═══ Extracted data
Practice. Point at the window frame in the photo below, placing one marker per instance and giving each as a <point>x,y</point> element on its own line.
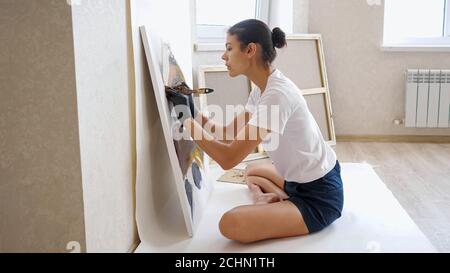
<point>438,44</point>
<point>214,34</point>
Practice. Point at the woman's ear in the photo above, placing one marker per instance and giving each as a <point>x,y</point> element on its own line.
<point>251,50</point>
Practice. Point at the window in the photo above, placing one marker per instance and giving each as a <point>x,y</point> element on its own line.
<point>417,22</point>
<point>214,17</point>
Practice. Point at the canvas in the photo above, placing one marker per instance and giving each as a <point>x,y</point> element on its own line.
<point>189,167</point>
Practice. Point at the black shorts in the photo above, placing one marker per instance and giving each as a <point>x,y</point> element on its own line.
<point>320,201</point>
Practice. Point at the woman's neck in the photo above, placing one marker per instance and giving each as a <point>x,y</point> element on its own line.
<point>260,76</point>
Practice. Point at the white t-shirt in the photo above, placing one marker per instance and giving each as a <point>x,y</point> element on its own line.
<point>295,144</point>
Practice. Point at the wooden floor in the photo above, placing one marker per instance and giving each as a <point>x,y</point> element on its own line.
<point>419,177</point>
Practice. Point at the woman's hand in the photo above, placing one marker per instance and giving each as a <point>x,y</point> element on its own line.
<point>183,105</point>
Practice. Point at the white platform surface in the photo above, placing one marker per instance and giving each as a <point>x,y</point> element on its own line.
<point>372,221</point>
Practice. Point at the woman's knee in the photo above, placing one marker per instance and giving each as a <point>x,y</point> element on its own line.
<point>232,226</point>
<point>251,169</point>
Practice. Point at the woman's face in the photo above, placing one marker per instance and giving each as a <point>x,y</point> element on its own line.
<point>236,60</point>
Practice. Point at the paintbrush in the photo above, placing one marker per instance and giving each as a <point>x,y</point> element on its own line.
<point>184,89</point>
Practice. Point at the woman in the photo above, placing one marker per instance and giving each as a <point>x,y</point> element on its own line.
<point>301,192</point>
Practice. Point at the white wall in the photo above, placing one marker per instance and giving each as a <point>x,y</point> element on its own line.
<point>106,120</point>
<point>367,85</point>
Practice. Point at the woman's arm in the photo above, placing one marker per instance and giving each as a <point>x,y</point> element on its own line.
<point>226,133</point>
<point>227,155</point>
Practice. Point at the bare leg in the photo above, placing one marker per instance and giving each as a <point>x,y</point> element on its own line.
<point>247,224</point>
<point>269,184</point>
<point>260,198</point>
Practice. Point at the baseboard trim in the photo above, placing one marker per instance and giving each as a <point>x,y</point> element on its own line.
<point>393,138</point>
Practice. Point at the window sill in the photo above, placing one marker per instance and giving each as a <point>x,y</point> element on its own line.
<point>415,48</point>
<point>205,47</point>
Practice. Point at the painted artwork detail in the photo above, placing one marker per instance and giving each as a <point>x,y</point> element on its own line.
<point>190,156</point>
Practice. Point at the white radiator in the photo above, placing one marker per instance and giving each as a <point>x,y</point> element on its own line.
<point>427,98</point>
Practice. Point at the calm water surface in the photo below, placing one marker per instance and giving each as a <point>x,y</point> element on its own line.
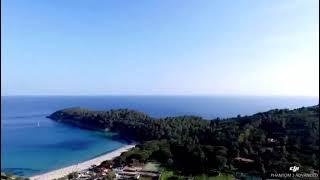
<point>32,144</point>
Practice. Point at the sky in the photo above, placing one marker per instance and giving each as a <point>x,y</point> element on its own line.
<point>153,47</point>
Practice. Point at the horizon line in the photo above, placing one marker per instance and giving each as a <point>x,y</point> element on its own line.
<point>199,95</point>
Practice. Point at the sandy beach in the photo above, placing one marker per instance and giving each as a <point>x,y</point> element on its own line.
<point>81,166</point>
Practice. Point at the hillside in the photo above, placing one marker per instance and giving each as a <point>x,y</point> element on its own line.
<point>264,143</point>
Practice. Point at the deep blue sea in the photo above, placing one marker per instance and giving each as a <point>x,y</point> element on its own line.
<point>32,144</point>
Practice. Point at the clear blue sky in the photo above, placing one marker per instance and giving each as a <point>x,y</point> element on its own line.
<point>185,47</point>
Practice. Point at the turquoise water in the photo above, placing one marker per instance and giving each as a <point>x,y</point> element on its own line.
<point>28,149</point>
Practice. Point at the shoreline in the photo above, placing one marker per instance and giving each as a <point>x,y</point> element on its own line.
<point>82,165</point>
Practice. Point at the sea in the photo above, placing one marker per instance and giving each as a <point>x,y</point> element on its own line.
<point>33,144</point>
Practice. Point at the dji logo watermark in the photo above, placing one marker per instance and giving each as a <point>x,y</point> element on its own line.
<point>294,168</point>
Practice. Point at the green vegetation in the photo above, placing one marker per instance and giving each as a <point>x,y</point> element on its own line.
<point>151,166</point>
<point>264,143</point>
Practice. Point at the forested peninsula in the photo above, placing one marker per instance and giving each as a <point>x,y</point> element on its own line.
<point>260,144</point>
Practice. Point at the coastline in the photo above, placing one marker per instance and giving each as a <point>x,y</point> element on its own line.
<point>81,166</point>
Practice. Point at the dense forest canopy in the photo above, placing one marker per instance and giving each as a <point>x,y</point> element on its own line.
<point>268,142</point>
══════
Your assignment:
Repeat every record above exactly, but leave out any pictures.

Exercise result:
Practice. Point at the window frame in the photo below, placing one marker per instance and giving each as a <point>x,y</point> element on its own line.
<point>438,44</point>
<point>214,34</point>
Practice. Point at the woman's ear in the photo above, placing one marker per instance and giving each as a <point>x,y</point> element on its own line.
<point>251,50</point>
Practice. Point at the window in the photo above, placing one marker per instance and giving each as a <point>x,y</point> element on its own line.
<point>417,22</point>
<point>214,17</point>
Practice. Point at the canvas in the photo above, placing one marker per instance and giving each as a <point>x,y</point> element on its own line.
<point>189,167</point>
Practice. Point at the black shorts in the photo above, placing one marker per instance and giving each as a <point>x,y</point> element on its own line.
<point>320,201</point>
Practice. Point at the woman's neck in the photo above, placing one marker per instance and giving each as a <point>x,y</point> element on its own line.
<point>260,76</point>
Practice. Point at the white t-shirt in the photo above, placing one marker per instance and giving each as a <point>x,y</point> element on its own line.
<point>295,144</point>
Practice. Point at the wooden floor in the photo above, placing one marker per instance and giving each as a <point>x,y</point> element on its own line.
<point>419,177</point>
Practice. Point at the woman's hand in the photo above, placing one marker per instance and giving each as a <point>x,y</point> element on its own line.
<point>183,105</point>
Practice. Point at the white platform surface in the photo above, placing one marker per instance and giving each as a <point>x,y</point> element on its own line.
<point>372,221</point>
Practice. Point at the woman's knee in the photo above, placing one marker per instance and giving each as a <point>x,y</point> element on its own line.
<point>232,226</point>
<point>251,169</point>
Practice. Point at the woman's face in the photo above, placing one marker per instance and giving each as a <point>x,y</point> element on its own line.
<point>236,60</point>
Practice. Point at the paintbrush in the photo above, placing one marker per instance and giving each as a <point>x,y</point> element on its own line.
<point>184,89</point>
Practice. Point at the woman in the photo above, placing one marker per instance and giving each as a <point>x,y</point> element on its own line.
<point>301,192</point>
Practice. Point at the white wall in the photo above, placing one marker per instance and giving each as a <point>x,y</point> element on its own line.
<point>106,120</point>
<point>367,85</point>
Practice. Point at the woman's arm in the photo above, placing one marker per instance and giving each as a <point>x,y</point> element on its own line.
<point>226,133</point>
<point>227,155</point>
Practice. Point at the bare leg in the photo above, placing one marker per instance and giving each as a <point>x,y</point> element on its own line.
<point>247,224</point>
<point>269,184</point>
<point>260,198</point>
Practice. Point at the baseboard trim in the photo above, placing one marker per instance and giving each as a <point>x,y</point> element on its own line.
<point>393,138</point>
Practice. Point at the window sill in the photo above, placing one marker per instance and giving each as a <point>x,y</point> element on its own line.
<point>415,48</point>
<point>205,47</point>
Practice. Point at the painted artwork detail in the photo above, placing one marker per instance and giving each as a <point>x,y</point> element on its own line.
<point>190,156</point>
Practice. Point at the white radiator in the photo above, placing one marker per instance and giving each as a <point>x,y</point> element on its own line.
<point>427,98</point>
Practice. Point at the calm water surface in the photo below, placing one marker per instance and giving each as a <point>x,y</point> element on its own line.
<point>32,144</point>
Practice. Point at the sky in the photo above, placing one marker per instance and giving each as a <point>x,y</point> element on its own line.
<point>153,47</point>
Practice. Point at the horizon line in the photo above, placing one marker per instance and giving each as a <point>x,y</point> element on its own line.
<point>199,95</point>
Practice. Point at the sandy beach in the photo above, placing one marker per instance and giving each as a <point>x,y</point> element on its own line.
<point>81,166</point>
Practice. Point at the hillside in the photo above, placing one marker per instance and giving each as a <point>x,y</point> element on its own line.
<point>264,143</point>
Practice. Point at the deep blue sea in the photo above, placing one marker per instance and giving each as a <point>x,y</point> element on its own line.
<point>32,144</point>
Practice. Point at the clear blue sky in the photo above, placing one marker per instance and giving each as a <point>x,y</point> element on its own line.
<point>185,47</point>
Practice. Point at the turquoise water in the photo above, placing one marker per instance and giving each as a <point>x,y</point> element on its own line.
<point>28,149</point>
Practice. Point at the shoreline in the photo above, placing one marker per instance and giving each as a <point>x,y</point> element on its own line.
<point>82,165</point>
Practice. Point at the sea in the photo above, placing one marker per instance and giving each as a <point>x,y</point> element on its own line.
<point>33,144</point>
Practice. Point at the dji logo watermark in the photo above, placing one marker per instance and giving each as a <point>x,y</point> element on its own line.
<point>294,168</point>
Practice. Point at the green vegetation in the photo above, placing one marker per instance and giving each as a <point>x,y</point> element on its own line.
<point>151,166</point>
<point>264,143</point>
Practice. Point at the forested peninsula in the photo above, placing one marker per instance and giving each as a <point>x,y</point> element on its own line.
<point>260,144</point>
Practice. Point at the coastline in the photo above, placing one marker per instance and giving each as a <point>x,y</point> element on its own line.
<point>81,166</point>
Practice. Point at the dense forest canopy in the photo above, placing one marker per instance and giving each as a <point>x,y</point> element on its own line.
<point>268,142</point>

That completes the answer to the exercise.